#### Work to do:
Extract the stretch of data from the line containing "Expected: one point per instance of the harvester wheel, with" through the line containing "[[1138, 347]]", both included, and repeat those lines exactly.

**** Exercise material

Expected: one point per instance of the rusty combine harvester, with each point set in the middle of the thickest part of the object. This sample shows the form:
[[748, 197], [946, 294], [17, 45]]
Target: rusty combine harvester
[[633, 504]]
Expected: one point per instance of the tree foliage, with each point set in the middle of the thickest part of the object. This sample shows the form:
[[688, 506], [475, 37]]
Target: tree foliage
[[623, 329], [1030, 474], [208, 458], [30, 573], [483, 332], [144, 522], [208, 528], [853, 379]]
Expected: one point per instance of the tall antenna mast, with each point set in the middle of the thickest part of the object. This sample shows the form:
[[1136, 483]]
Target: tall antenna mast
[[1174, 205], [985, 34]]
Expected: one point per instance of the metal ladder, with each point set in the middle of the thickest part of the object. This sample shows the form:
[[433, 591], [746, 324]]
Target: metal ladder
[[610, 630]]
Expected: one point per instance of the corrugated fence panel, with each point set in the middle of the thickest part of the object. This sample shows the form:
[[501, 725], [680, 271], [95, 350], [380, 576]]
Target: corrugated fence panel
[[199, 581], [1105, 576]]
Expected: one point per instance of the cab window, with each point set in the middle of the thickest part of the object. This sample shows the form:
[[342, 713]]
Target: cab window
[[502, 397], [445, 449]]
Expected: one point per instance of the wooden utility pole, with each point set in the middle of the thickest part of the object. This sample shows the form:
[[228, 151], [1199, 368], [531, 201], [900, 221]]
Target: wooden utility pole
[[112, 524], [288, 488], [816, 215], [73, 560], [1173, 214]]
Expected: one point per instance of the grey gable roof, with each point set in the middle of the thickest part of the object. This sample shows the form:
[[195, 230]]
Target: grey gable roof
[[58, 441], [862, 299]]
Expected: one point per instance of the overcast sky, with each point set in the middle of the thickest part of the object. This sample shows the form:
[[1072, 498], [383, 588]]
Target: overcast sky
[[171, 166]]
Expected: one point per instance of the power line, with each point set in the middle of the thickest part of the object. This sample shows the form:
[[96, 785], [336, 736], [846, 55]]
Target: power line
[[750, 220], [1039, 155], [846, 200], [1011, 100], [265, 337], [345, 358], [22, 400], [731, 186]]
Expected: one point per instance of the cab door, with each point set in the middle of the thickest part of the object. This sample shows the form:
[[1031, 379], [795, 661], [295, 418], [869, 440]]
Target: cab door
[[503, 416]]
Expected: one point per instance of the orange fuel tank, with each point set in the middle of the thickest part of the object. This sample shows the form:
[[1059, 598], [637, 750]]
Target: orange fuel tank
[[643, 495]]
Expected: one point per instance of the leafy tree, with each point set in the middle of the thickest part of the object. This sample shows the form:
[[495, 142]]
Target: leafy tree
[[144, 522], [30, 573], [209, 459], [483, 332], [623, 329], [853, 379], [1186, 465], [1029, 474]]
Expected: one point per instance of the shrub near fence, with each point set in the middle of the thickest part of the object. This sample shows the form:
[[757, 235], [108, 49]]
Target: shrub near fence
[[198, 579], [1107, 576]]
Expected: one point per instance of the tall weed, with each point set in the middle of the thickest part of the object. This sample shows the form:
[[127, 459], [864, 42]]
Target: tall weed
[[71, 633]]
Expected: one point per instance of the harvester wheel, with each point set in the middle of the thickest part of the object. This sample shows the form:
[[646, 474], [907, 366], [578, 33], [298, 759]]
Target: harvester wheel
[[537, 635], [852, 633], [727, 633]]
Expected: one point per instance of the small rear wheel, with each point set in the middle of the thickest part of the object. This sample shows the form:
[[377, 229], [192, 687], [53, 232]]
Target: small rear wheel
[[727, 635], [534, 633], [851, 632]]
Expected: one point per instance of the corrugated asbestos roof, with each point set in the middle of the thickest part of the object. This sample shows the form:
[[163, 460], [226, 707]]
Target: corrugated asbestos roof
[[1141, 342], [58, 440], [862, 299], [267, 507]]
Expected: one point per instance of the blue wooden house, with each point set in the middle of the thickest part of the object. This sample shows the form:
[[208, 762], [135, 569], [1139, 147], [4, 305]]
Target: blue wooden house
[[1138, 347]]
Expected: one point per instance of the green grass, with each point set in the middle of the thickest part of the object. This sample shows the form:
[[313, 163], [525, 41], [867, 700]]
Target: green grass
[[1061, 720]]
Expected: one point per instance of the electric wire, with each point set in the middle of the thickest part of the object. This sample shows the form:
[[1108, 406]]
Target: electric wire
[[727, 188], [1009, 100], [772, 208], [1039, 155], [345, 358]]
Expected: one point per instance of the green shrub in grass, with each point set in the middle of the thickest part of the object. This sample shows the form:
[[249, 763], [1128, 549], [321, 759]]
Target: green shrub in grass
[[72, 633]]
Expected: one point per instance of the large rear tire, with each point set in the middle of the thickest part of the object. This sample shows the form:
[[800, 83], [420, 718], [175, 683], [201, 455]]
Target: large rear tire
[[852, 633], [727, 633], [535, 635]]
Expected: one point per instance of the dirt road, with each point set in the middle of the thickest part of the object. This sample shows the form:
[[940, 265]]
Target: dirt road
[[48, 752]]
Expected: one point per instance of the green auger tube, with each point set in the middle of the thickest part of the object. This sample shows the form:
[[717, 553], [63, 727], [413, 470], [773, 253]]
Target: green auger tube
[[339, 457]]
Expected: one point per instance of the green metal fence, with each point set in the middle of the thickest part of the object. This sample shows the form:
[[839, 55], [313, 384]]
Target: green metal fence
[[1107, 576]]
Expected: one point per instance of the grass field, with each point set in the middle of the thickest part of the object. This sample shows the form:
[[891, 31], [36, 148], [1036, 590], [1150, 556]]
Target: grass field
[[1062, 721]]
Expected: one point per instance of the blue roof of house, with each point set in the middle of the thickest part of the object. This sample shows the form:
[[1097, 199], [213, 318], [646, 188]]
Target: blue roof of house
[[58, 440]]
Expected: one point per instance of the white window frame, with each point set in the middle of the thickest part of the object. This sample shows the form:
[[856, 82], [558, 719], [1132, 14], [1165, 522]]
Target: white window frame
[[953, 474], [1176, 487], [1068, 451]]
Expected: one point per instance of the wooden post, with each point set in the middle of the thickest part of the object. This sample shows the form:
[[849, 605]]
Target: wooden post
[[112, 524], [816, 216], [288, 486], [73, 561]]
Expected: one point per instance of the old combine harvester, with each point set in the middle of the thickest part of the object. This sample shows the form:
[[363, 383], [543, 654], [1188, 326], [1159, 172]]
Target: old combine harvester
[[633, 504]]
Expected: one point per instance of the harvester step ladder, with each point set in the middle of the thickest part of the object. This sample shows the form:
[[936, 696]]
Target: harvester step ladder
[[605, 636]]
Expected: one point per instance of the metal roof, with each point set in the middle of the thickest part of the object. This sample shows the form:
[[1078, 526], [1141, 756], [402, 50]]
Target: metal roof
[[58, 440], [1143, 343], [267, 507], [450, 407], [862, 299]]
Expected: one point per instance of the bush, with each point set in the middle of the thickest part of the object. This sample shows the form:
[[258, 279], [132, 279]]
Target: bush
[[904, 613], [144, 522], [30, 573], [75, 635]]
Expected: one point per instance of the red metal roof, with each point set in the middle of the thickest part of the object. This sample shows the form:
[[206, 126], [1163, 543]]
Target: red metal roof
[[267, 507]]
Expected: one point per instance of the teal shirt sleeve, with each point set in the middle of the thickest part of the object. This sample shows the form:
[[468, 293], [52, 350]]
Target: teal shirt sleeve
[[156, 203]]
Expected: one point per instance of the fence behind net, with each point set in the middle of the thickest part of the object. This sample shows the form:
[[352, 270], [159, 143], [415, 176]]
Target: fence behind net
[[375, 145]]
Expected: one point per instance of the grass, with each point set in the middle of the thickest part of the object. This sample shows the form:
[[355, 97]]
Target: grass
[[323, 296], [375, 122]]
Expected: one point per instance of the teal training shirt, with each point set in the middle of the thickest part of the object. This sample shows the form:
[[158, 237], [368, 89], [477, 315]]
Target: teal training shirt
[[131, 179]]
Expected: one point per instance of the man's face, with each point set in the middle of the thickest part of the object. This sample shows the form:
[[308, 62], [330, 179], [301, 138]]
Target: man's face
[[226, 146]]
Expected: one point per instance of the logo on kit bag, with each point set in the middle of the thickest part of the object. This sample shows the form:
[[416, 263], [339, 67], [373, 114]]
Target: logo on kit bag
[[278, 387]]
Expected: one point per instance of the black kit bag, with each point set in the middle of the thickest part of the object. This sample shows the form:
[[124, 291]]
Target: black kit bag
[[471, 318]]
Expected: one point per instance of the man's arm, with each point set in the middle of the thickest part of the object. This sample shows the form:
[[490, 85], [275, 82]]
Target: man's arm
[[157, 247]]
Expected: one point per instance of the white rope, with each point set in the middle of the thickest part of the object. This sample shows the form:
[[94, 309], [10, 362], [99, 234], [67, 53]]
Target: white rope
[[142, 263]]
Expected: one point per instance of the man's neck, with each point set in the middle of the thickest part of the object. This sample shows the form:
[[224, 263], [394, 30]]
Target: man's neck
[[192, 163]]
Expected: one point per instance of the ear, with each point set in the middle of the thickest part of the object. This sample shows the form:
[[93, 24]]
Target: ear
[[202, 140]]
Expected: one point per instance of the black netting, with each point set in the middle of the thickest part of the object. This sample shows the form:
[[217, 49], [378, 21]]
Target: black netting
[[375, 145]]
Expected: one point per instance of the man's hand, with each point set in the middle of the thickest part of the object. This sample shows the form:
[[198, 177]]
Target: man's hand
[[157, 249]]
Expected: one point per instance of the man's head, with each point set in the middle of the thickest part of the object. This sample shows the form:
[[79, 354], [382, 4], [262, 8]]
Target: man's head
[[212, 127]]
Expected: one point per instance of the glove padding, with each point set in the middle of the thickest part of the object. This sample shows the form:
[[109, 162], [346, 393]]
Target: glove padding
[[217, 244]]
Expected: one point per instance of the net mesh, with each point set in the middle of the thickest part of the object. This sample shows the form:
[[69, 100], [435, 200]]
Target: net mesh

********

#### Result below:
Expected: one point per instance of the harvester wheel, with each point set in the middle of the thickest part of the object. This sample shows the form:
[[646, 474], [907, 366], [578, 33], [298, 759]]
Target: harvester wheel
[[537, 635], [852, 633], [727, 633]]
Expected: one point per instance of the small rear wheel, with each point set in the middle of the thickest part of the object. This sample shows the form:
[[377, 229], [192, 687], [53, 232]]
Target: small rear wheel
[[727, 635], [534, 633], [851, 632]]
Expected: one point per instance of the corrugated asbestos roof, with each point set in the middle of the thickest part of the object. This sample shows the form:
[[163, 460], [226, 707]]
Target: corrugated asbestos roof
[[1141, 342], [58, 440], [862, 299], [267, 507]]
Expected: one point per instance of the blue wooden house, with each point set in the middle of the thickest part of the object. This sample shows the form:
[[208, 762], [135, 569], [1139, 147], [4, 305]]
Target: blue wooden house
[[1138, 347]]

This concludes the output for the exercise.